**TASKS:**
A. Can you change "stepped down" to "resigned" in the article on "missing middle" students, giving the part starting with "Nxasana who stepped" and going on through "the FirstRand Foundation."?
B. Could you carry on the article about support for "missing middle" students from the point where it stops?
***** EXCERPT TO READ
Plans afoot to assist “missing middle” students
Plans are on track to support students from “missing middle” backgrounds through the Ikusasa Student Financial Aid Programme (ISFAP) says National Education Collaboration Trust co-founder Sizwe Nxasana.
Nxasana who stepped down as chair of National Student Financial Aid Scheme (NSFAS) last year, founded and chairs the Ikusasa Student Financial Aid Programme.
The ISFAP’s founding members are Business Leadership South Africa (BLSA), the Association for Savings and Investments SA (ASISA), the Banking Association, the
South African Institute of Chartered Accountants and the FirstRand Foundation.
Speaking at Unleashing Leadership Potential (ULP), an organisation that provides ethical leadership programmes for young professionals and entrepreneurs in Midrand,
Nxasana said the ISFAP was aimed at addressing the financial aid challenges many university students in the so-called “missing middle” face.
“These are students who come from household with incomes ranging between R350,000 and R600,000. They fall outside the NSFAS qualification threshold of up to
R350,000 household income,” he said.
**********
***** DATASET EXTRACT
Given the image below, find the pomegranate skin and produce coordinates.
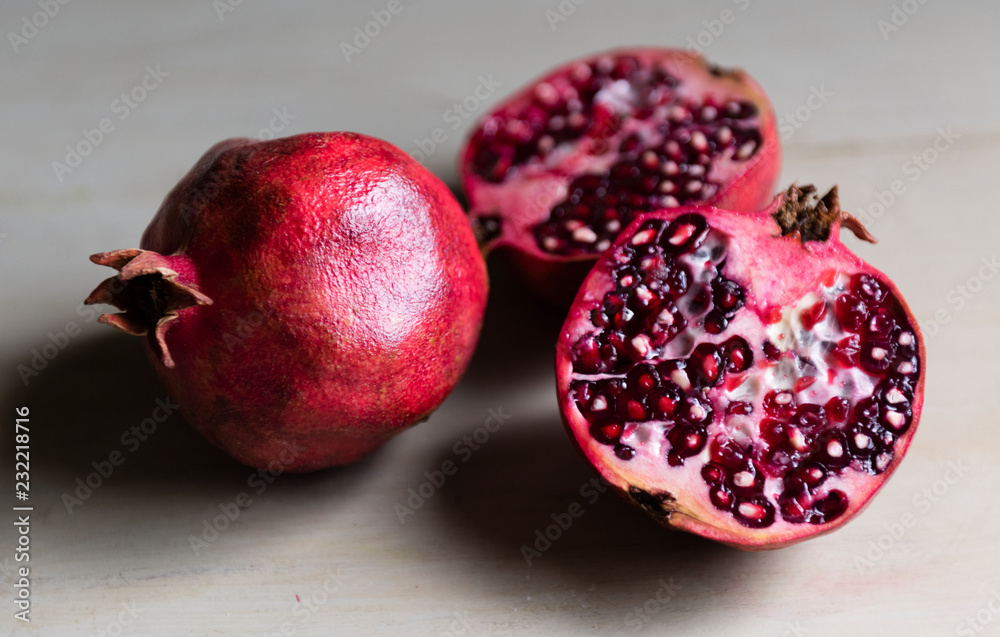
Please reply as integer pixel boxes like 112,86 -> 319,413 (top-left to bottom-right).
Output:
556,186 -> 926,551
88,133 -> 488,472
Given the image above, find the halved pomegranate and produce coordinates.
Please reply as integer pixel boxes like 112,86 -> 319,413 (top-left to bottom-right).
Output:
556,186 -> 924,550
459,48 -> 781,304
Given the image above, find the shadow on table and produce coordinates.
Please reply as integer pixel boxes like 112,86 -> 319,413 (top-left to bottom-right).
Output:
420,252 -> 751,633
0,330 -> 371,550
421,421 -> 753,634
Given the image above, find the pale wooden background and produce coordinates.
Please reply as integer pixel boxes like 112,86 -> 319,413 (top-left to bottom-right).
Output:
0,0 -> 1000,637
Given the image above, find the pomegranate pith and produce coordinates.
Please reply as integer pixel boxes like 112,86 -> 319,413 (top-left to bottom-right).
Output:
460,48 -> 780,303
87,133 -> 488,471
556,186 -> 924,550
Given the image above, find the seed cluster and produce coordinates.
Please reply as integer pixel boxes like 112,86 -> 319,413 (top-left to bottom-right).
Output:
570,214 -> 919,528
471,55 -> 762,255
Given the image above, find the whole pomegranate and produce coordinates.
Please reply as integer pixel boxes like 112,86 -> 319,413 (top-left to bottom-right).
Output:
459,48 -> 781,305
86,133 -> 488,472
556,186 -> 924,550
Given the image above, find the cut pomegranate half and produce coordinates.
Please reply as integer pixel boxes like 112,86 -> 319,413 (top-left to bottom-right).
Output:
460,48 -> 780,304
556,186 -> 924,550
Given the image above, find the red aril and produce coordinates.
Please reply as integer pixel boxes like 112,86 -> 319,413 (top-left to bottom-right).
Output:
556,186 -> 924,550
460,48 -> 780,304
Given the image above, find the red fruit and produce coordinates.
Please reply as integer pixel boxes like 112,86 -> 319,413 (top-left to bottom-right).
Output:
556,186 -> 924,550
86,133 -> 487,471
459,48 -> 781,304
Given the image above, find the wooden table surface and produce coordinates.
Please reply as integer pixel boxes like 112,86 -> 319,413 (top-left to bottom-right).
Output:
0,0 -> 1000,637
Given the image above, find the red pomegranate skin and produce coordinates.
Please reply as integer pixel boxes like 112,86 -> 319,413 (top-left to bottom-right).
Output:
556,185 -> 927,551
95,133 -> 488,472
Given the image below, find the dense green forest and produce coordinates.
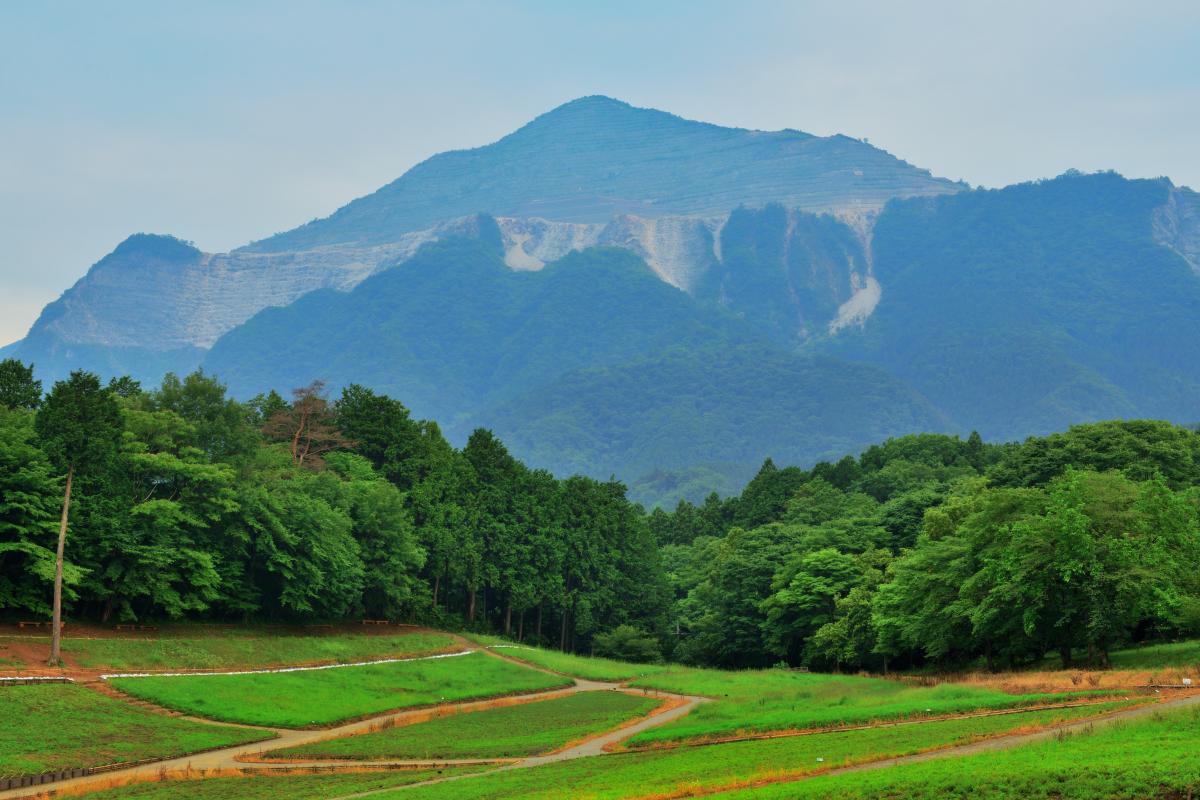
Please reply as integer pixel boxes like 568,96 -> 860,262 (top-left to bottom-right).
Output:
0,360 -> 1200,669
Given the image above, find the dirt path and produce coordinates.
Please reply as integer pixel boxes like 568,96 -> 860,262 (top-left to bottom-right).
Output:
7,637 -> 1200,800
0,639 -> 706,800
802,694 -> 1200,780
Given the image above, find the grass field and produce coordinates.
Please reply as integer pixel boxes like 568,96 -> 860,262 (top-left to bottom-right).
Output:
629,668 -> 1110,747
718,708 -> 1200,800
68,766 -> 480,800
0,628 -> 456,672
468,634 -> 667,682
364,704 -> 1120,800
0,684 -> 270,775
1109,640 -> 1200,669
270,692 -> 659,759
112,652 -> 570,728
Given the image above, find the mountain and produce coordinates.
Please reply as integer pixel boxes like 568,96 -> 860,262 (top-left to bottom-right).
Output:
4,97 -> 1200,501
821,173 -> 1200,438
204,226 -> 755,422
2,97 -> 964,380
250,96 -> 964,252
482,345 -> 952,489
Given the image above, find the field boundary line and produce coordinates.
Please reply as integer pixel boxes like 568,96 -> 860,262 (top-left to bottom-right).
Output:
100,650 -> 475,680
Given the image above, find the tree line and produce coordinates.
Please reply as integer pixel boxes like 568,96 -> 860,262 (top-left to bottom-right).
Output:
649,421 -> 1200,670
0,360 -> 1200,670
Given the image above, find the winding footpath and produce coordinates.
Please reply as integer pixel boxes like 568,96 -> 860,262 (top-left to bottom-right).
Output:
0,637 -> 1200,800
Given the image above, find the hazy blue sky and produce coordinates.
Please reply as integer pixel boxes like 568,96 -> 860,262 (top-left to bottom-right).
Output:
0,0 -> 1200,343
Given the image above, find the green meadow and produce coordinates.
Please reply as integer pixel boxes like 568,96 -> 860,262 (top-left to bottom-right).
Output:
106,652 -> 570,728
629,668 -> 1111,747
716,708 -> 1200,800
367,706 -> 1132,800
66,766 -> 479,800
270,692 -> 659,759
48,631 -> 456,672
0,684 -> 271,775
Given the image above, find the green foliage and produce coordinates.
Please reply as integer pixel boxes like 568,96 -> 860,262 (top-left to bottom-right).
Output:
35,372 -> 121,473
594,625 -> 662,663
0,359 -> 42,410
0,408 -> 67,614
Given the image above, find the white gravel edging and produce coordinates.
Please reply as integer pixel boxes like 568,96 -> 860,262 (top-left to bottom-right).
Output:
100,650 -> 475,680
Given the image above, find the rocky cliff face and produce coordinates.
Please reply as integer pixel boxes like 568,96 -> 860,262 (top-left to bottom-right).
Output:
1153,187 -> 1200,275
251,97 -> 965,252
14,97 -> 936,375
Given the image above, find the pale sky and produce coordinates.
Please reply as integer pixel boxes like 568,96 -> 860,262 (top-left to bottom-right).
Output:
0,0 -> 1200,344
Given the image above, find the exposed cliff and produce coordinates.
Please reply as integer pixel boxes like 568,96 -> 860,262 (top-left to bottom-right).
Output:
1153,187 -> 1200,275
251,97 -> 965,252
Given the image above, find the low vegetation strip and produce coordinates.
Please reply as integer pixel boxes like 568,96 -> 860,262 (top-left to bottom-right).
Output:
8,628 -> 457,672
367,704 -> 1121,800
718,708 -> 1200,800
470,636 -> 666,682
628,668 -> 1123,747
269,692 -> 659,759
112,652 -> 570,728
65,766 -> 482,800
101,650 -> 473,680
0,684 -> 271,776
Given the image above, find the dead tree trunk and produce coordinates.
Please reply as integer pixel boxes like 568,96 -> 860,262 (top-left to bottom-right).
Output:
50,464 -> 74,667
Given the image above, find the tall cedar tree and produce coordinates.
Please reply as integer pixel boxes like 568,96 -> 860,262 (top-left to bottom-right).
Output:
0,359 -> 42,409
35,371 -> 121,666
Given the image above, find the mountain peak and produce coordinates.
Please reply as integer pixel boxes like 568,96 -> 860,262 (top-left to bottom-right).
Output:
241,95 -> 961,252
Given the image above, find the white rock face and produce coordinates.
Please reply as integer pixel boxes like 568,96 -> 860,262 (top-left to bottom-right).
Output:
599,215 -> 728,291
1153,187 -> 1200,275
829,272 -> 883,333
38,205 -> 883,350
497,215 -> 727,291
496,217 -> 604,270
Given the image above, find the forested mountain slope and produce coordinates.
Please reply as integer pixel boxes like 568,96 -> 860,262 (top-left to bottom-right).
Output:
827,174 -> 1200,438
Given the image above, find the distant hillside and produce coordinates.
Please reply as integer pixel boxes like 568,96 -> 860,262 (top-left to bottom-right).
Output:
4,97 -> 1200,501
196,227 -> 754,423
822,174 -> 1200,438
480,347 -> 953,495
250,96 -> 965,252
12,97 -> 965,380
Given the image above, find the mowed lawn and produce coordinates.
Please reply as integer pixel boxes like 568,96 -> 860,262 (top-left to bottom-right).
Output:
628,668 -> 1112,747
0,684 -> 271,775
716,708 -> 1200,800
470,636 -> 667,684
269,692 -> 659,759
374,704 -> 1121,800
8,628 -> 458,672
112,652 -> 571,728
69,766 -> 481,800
**********
**YOUR WRITTEN ANSWERS:**
A.
Nxasana who resigned as chair of National Student Financial Aid Scheme (NSFAS) last year, founded and chairs the Ikusasa Student Financial Aid Programme.
The ISFAP’s founding members are Business Leadership South Africa (BLSA), the Association for Savings and Investments SA (ASISA), the Banking Association, the
South African Institute of Chartered Accountants and the FirstRand Foundation.

B.
Nxasana said ISFAP was committed to improving the success rate of funded students through appropriate financial aid and wrap-around support. He said ISFAP was also focussing on producing priority skills such as engineers, actuaries, data scientists, medical doctors, accountants and other professionals.
“Government cannot address the challenges of funding students who come from poor and working-class backgrounds alone. It is important for the private sector to partner with government to address the challenges of inequality, unemployment and poverty”.
Nxasana said the ISFAP which has provided funding to 1,700 students at 11 universities in the past three years hopes to grow and fund up to 200,000 students in the next few years.
“ISFAP had achieved a 90% pass rate, due to proper funding and wrap-around support structure for students.”
He said there was an urgent need for skills in the country and ensure that young people were fully prepared for their studies in order to obtain degrees.
“There is also a need to go beyond just obtaining the degree but to ensure that once they graduate, they are employable and capable of starting their own businesses,” said Nxasana.